_DOCUMENT SECTION_
JOHANNESBURG (Reuters) - Publisher Penguin on Monday pulled a book about Nelson Mandela off the shelves after the widow and family of South Africa's former president complained that the doctor who wrote the book had not been given permission to do so, local media said.
Mandela, who led the country out of apartheid in 1994, died aged 95 in 2013 after a prolonged illness, and his doctor, Vejay Ramlakan, details the end of his life in the book: "Mandela's Last Years".
At the time, reports swirled that Mandela was on life support and being kept alive for political ends.
His widow Graca Machel was not immediately available for comment, but local news agency Eye Witness News reported she was consulting her lawyers on whether or not to sue Ramlakan.
The agency also said Mandela's grandson and leader of the Madiba clan, Mandla Mandela, backed Machel taking legal action.
Nelson Mandela Foundation spokesman Sello Hatang said the book should not have been published and that the foundation was not involved in its production. He welcomed it being removed from sale.
"At the moment we have been systematically going through the book. When we are done we will publish a list of inaccuracies in the book," he said.
"Indications from Mrs Machel at the moment is that there was a breach of doctor-patient confidentiality and we believe she's within her rights to pursue legal recourse," Hatang said.
In a televised interview on news channel eNCA on Sunday, Ramlakan said he had received permission to write the book from the Mandela family but refused to say specifically from whom.
No Mandela family spokesperson was available for comment.

_WORK INSTRUCTIONS_
Echo the part of the news report about the Mandela book that runs from "JOHANNESBURG (Reuters) - Publisher" up to and including "taking legal action.". The items have nothing to do with this.

_PROVIDED DATA_
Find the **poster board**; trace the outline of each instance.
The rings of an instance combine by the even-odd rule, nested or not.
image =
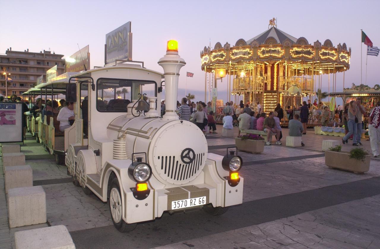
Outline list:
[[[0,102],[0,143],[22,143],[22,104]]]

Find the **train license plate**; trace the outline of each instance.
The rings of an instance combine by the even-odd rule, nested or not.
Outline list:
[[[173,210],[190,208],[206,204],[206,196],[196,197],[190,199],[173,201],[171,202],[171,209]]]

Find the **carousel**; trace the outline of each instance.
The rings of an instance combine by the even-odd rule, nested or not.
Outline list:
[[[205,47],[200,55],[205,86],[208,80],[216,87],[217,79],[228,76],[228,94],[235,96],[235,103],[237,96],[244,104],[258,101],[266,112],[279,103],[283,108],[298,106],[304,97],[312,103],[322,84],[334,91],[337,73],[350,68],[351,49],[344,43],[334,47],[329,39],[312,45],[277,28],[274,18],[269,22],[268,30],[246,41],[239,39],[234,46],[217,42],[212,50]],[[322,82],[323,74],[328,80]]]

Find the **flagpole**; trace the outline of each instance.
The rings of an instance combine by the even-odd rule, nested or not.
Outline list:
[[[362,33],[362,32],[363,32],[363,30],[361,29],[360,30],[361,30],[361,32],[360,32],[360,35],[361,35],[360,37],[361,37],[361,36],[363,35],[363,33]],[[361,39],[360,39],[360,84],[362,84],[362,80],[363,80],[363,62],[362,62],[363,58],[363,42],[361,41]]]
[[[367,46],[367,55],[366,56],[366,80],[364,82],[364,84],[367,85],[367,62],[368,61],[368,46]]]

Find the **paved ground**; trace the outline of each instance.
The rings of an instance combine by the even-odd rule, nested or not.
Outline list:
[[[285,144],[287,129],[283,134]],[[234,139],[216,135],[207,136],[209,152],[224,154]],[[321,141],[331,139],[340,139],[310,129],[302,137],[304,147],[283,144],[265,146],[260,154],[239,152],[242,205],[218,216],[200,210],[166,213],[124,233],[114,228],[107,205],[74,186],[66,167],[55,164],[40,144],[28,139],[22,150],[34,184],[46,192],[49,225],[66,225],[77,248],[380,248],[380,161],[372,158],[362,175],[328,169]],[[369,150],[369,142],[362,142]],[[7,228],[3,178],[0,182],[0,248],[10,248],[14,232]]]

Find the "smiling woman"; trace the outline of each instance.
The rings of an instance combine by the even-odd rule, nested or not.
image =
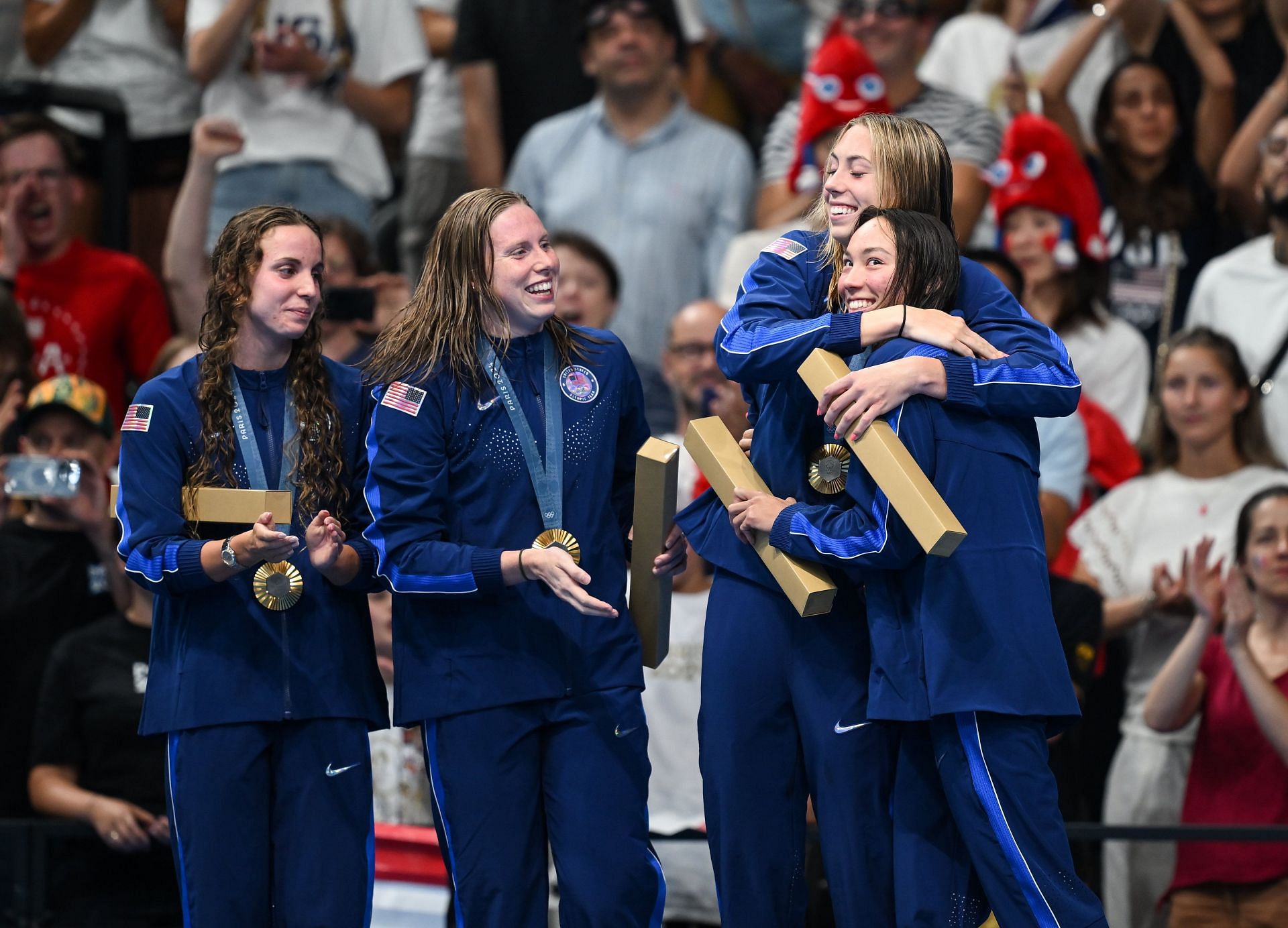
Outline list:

_RESPONSE TO THE EXERCISE_
JOHANNESBURG (Reuters) - Publisher Penguin on Monday pulled a book about Nelson Mandela off the shelves after the widow and family of South Africa's former president complained that the doctor who wrote the book had not been given permission to do so, local media said.
Mandela, who led the country out of apartheid in 1994, died aged 95 in 2013 after a prolonged illness, and his doctor, Vejay Ramlakan, details the end of his life in the book: "Mandela's Last Years".
At the time, reports swirled that Mandela was on life support and being kept alive for political ends.
His widow Graca Machel was not immediately available for comment, but local news agency Eye Witness News reported she was consulting her lawyers on whether or not to sue Ramlakan.
The agency also said Mandela's grandson and leader of the Madiba clan, Mandla Mandela, backed Machel taking legal action.